Last time I sand-blasted, I modified plastic storage-tote to collect the media. Although for a scuba-cylinder, I'm going to need a bigger one.
how do you apply the cerakote?

It's probably best to follow instructions from the manufacturer, and not my instructions.

That said, the simple form is you first sand-blast the surface, mix the paint that comes in two parts, filter it, apply with an air-brush or paint-fun, and normally you bake the item as well.

There's also air-cure Cerakote. When you search their products, select "air" under "cure."


I've also use KG GunKote, which has the advantage of being a little less expensive. However, they have fewer colors, and it looks like they may have stopped producing their air-cure lineup.

edit: To be clear, you don't want to bake your scuba-tank, so get the Air-cure version if you do go the cerakote route.
 
$70 per pint and I would think more coats is better for this type of thing. Could be mildly costly per tank if their surface is still good. Would be nice to color code or coordinate my tanks. Make the wife's whatever color she wants. Mine could be red. My spares white. My ancient aluminum 80s could go green for when I make them dedicated high% O2 bottles. Oh the possibilities...
 
$70 per pint and I would think more coats is better for this type of thing. Could be mildly costly per tank if their surface is still good. Would be nice to color code or coordinate my tanks. Make the wife's whatever color she wants. Mine could be red. My spares white. My ancient aluminum 80s could go green for when I make them dedicated high% O2 bottles. Oh the possibilities...
Cheaper to buy new tanks!
 
1 pint should cover 2 tanks if I did the math correct. New tanks may be only a bit more expensive but def not as fun.

Aim 1:
From the passage on coating scuba tanks above, return everything from "That said, the" down to "the cerakote route." word for word.

Annotated coordinate records
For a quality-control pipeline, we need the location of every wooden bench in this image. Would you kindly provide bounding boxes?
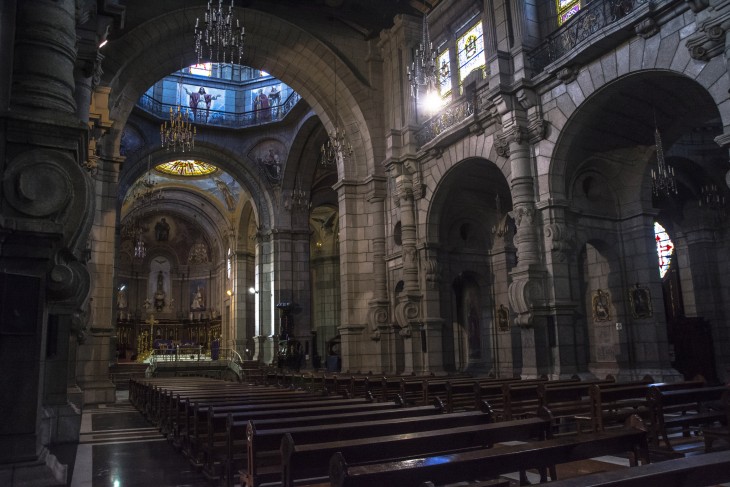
[210,403,442,485]
[702,391,730,452]
[330,417,648,487]
[540,451,730,487]
[576,380,705,432]
[648,386,730,451]
[245,412,488,487]
[281,418,550,487]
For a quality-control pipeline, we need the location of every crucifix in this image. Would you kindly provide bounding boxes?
[145,314,159,345]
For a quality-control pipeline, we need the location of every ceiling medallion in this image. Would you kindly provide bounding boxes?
[155,159,218,177]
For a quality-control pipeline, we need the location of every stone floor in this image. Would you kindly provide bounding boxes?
[52,391,730,487]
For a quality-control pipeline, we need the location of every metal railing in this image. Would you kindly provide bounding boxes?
[137,92,302,128]
[527,0,661,73]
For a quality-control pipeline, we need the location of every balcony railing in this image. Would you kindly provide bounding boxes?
[527,0,657,73]
[137,92,302,128]
[416,97,475,147]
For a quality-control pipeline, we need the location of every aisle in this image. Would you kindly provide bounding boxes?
[70,391,210,487]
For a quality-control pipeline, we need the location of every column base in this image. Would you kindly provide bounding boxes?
[0,448,68,487]
[81,380,117,406]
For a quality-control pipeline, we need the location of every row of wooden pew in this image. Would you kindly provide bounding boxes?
[236,369,727,451]
[130,376,730,487]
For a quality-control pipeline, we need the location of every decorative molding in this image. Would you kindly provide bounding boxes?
[634,17,659,39]
[685,2,730,61]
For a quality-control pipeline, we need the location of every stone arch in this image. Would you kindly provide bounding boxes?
[102,8,383,178]
[538,65,730,197]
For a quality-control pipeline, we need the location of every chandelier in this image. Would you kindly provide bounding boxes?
[195,0,246,64]
[160,104,197,152]
[134,232,147,259]
[132,156,164,207]
[407,14,438,100]
[651,114,677,197]
[291,176,309,210]
[319,47,352,167]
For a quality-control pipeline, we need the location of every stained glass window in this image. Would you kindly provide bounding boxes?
[555,0,582,25]
[436,49,451,98]
[190,63,213,77]
[654,222,674,277]
[155,159,218,176]
[456,22,486,93]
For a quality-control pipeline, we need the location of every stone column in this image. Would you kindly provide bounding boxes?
[254,232,278,364]
[495,95,550,377]
[395,164,422,374]
[0,0,93,486]
[368,179,395,372]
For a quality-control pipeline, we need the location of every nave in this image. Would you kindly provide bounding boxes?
[62,378,730,487]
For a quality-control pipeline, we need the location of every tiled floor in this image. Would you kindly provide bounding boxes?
[70,391,211,487]
[62,391,730,487]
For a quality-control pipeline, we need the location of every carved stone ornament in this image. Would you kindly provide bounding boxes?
[634,18,659,39]
[509,278,542,327]
[556,66,578,85]
[545,223,575,262]
[368,301,388,330]
[3,149,76,217]
[686,2,730,61]
[395,298,421,328]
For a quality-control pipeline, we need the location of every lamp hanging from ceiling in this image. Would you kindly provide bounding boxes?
[320,44,352,167]
[651,113,677,198]
[407,14,438,100]
[195,0,246,64]
[160,71,193,152]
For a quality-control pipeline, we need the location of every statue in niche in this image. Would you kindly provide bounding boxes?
[154,271,166,311]
[497,304,509,331]
[593,289,611,321]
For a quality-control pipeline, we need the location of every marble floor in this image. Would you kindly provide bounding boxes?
[69,391,211,487]
[59,391,730,487]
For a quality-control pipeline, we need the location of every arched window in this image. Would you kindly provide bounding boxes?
[456,22,486,93]
[436,49,451,98]
[555,0,583,25]
[654,222,674,278]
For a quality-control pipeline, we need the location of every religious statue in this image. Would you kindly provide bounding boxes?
[190,286,205,310]
[155,216,170,242]
[593,289,611,321]
[117,286,127,309]
[154,271,166,311]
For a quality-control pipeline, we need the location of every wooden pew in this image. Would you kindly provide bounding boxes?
[536,451,730,487]
[213,399,442,486]
[702,391,730,452]
[180,397,369,467]
[281,418,550,487]
[330,417,648,487]
[576,380,705,432]
[245,412,489,487]
[648,386,730,452]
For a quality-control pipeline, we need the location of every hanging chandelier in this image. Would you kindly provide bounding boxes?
[651,115,677,198]
[195,0,246,64]
[160,105,197,152]
[132,156,164,207]
[407,14,438,100]
[134,232,147,259]
[320,47,352,167]
[291,175,309,210]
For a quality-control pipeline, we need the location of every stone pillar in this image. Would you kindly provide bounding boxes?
[495,93,550,377]
[368,180,395,372]
[254,232,278,364]
[0,0,93,486]
[395,164,422,374]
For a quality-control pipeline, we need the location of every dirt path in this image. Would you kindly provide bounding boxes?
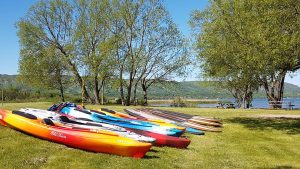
[255,114,300,119]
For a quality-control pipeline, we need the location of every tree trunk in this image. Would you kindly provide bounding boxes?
[94,75,100,104]
[119,70,125,106]
[101,79,104,105]
[142,83,148,106]
[59,80,65,102]
[58,44,94,103]
[126,79,132,106]
[132,82,138,106]
[263,70,287,108]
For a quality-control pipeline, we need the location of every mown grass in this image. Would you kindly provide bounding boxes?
[0,103,300,169]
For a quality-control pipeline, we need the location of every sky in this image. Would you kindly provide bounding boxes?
[0,0,300,86]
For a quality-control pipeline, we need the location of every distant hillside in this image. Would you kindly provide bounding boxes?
[0,75,300,99]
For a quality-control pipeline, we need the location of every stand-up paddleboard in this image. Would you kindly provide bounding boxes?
[128,129,191,148]
[134,111,221,132]
[0,111,152,158]
[61,107,183,136]
[144,108,221,123]
[19,108,155,143]
[100,110,185,131]
[138,109,222,127]
[124,109,205,135]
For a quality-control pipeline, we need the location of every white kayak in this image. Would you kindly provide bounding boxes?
[20,108,156,143]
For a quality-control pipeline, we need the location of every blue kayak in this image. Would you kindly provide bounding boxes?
[60,107,184,137]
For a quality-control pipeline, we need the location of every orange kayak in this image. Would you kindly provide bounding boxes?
[0,110,152,158]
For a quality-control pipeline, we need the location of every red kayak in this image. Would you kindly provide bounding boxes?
[127,128,191,148]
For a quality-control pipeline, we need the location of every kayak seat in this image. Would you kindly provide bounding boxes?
[59,116,83,124]
[91,110,106,115]
[12,110,37,120]
[101,108,116,114]
[42,118,55,126]
[74,108,92,114]
[76,118,93,121]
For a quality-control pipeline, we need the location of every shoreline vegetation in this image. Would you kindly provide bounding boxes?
[0,102,300,169]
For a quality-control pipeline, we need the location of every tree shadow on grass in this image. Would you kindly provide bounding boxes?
[258,165,294,169]
[226,117,300,135]
[143,155,160,159]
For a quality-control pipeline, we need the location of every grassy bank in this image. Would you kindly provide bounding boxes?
[0,103,300,169]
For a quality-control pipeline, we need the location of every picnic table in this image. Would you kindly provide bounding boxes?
[269,101,295,110]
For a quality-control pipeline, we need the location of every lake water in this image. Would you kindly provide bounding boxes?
[150,98,300,109]
[198,98,300,109]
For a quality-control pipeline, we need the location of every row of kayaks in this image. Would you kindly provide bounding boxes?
[0,103,221,158]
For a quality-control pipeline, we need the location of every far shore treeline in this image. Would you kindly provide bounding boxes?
[8,0,300,108]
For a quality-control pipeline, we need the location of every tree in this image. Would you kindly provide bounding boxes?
[114,0,186,105]
[17,0,92,102]
[18,47,69,102]
[75,0,115,104]
[191,0,300,107]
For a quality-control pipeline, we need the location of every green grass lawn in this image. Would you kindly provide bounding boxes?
[0,103,300,169]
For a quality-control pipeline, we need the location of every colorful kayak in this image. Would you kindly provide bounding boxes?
[144,108,221,124]
[0,111,151,158]
[124,109,205,135]
[19,108,155,143]
[101,109,185,131]
[132,109,221,132]
[61,107,183,136]
[128,129,191,148]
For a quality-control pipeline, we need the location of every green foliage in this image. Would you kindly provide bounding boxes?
[191,0,300,107]
[0,102,300,169]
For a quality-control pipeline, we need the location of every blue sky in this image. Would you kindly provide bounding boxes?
[0,0,300,86]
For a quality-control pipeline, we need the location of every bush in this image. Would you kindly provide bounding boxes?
[171,97,187,107]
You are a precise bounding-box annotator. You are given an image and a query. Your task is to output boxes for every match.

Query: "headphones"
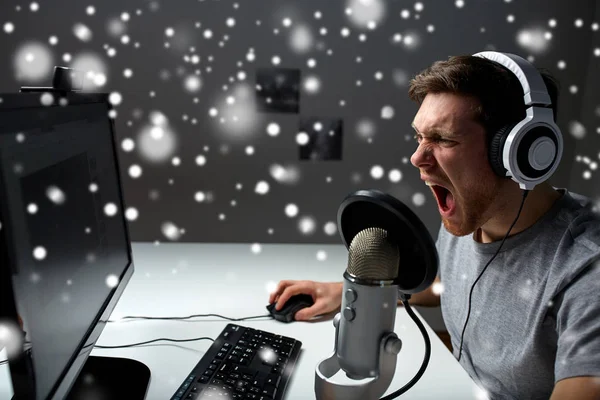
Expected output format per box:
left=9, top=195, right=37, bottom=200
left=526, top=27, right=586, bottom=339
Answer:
left=473, top=51, right=563, bottom=190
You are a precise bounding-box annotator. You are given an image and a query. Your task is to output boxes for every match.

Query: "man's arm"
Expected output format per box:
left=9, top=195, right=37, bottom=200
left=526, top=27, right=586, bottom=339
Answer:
left=398, top=276, right=440, bottom=307
left=550, top=376, right=600, bottom=400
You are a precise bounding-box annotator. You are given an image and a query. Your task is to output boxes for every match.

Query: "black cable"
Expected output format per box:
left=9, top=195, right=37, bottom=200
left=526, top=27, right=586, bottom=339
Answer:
left=108, top=314, right=272, bottom=322
left=94, top=337, right=215, bottom=349
left=458, top=190, right=529, bottom=362
left=380, top=298, right=431, bottom=400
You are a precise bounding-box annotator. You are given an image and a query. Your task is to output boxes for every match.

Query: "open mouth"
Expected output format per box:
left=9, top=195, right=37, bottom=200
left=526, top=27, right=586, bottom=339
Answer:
left=428, top=183, right=456, bottom=215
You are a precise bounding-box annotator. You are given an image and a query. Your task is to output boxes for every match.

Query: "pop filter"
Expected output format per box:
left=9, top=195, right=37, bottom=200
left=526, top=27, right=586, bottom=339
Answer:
left=337, top=190, right=439, bottom=294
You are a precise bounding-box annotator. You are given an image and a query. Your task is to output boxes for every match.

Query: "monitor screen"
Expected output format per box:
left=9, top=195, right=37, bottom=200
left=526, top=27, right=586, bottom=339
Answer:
left=0, top=93, right=133, bottom=399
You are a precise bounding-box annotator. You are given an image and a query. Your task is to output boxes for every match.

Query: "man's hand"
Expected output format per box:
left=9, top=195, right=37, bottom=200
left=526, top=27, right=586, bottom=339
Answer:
left=269, top=281, right=344, bottom=321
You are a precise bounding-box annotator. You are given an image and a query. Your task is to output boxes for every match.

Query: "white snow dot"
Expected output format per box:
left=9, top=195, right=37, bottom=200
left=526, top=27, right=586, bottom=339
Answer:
left=121, top=138, right=135, bottom=152
left=125, top=207, right=139, bottom=221
left=285, top=203, right=298, bottom=218
left=254, top=181, right=269, bottom=195
left=104, top=203, right=117, bottom=217
left=33, top=246, right=48, bottom=260
left=267, top=122, right=281, bottom=136
left=129, top=164, right=142, bottom=179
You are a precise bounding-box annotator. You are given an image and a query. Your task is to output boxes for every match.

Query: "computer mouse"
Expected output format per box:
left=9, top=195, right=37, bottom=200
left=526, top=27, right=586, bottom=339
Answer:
left=267, top=294, right=315, bottom=322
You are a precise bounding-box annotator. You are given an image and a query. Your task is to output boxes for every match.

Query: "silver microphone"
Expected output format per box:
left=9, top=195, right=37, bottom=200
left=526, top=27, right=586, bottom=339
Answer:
left=336, top=228, right=400, bottom=379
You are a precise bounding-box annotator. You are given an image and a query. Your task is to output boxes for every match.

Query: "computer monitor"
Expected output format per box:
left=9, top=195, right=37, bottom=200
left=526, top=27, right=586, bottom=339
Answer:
left=0, top=91, right=150, bottom=400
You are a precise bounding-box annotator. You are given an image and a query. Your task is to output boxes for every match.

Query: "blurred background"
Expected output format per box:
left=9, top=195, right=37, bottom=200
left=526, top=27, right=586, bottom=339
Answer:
left=0, top=0, right=600, bottom=244
left=0, top=0, right=600, bottom=329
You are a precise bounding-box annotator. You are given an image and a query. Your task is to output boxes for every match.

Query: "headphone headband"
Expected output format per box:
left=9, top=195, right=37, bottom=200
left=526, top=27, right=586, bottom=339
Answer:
left=473, top=51, right=563, bottom=190
left=473, top=51, right=552, bottom=106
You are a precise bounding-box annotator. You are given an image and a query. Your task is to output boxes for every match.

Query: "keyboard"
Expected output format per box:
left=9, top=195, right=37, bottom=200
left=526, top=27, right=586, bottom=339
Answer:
left=171, top=324, right=302, bottom=400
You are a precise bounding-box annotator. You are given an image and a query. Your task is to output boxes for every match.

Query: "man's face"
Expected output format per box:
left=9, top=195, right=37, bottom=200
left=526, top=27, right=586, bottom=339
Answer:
left=410, top=93, right=503, bottom=236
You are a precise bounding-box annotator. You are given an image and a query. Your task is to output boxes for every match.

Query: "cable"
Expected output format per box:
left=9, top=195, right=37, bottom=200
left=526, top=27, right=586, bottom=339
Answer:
left=108, top=314, right=272, bottom=322
left=94, top=337, right=215, bottom=349
left=380, top=296, right=431, bottom=400
left=458, top=190, right=529, bottom=362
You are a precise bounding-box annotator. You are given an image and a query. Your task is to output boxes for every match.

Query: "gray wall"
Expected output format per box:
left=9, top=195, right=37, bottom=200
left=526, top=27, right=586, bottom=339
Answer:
left=0, top=0, right=600, bottom=329
left=0, top=0, right=600, bottom=243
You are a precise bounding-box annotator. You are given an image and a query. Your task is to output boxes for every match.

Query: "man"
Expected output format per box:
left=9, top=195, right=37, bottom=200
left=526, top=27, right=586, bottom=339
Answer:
left=269, top=56, right=600, bottom=400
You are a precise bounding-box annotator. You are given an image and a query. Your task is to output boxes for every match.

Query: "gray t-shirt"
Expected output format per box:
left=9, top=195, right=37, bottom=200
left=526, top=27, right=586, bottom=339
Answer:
left=437, top=189, right=600, bottom=400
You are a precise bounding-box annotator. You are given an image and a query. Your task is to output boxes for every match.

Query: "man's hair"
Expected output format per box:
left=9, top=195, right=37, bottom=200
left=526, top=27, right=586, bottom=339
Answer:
left=408, top=55, right=559, bottom=144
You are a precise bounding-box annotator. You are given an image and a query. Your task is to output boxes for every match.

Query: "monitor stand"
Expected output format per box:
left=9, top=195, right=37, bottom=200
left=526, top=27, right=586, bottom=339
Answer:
left=66, top=356, right=150, bottom=400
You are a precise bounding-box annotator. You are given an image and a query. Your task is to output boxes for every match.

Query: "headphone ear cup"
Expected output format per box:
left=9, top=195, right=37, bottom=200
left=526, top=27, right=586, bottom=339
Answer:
left=488, top=125, right=513, bottom=178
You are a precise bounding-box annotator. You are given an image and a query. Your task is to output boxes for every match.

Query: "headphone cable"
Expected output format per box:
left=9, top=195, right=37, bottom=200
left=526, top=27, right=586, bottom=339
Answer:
left=458, top=190, right=530, bottom=362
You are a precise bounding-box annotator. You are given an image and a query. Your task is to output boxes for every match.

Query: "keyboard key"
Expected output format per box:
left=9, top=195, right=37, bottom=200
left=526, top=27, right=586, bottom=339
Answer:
left=172, top=324, right=302, bottom=400
left=262, top=385, right=277, bottom=398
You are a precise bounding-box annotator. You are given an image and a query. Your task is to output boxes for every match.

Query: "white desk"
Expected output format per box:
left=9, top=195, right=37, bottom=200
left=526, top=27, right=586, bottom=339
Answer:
left=0, top=243, right=481, bottom=400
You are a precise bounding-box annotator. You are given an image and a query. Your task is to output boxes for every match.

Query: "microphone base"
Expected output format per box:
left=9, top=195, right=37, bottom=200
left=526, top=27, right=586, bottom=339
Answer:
left=315, top=313, right=401, bottom=400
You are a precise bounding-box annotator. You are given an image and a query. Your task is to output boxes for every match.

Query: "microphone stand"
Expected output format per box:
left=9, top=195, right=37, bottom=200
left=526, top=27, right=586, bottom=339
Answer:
left=315, top=293, right=431, bottom=400
left=315, top=313, right=402, bottom=400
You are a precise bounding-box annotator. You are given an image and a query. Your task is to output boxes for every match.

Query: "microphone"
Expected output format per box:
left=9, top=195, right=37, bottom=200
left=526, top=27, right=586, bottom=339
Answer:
left=336, top=228, right=401, bottom=379
left=315, top=190, right=438, bottom=400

Aim 2:
Retype everything in the records from the line containing "of every religious" down to the line containing "[291,175,309,210]", including both of those lines.

Right answer 1:
That said, the simple form is you first sand-blast the surface, mix the paint that comes in two parts, filter it, apply with an air-brush or paint-fun, and normally you bake the item as well.

There's also air-cure Cerakote. When you search their products, select "air" under "cure."


I've also use KG GunKote, which has the advantage of being a little less expensive. However, they have fewer colors, and it looks like they may have stopped producing their air-cure lineup.

edit: To be clear, you don't want to bake your scuba-tank, so get the Air-cure version if you do go the cerakote route.

Right answer 2:
For a quality-control pipeline, we need the location of every religious statue in this image. Would you kindly provide bounding boxes?
[190,286,205,310]
[155,216,170,242]
[593,289,611,321]
[117,286,127,309]
[154,271,166,311]
For a quality-control pipeline, we need the location of every wooden pew in this image. Would you kindly provide bounding boxes?
[536,451,730,487]
[213,399,442,486]
[702,391,730,452]
[180,397,369,467]
[281,418,550,487]
[330,417,648,487]
[576,380,705,432]
[245,412,489,487]
[648,386,730,452]
For a quality-control pipeline, we need the location of every hanging chandelier in this image. Would you kindly provide bounding boxes?
[651,115,677,198]
[195,0,246,64]
[160,105,197,152]
[132,156,164,207]
[407,14,438,100]
[134,232,147,259]
[320,47,352,167]
[291,175,309,210]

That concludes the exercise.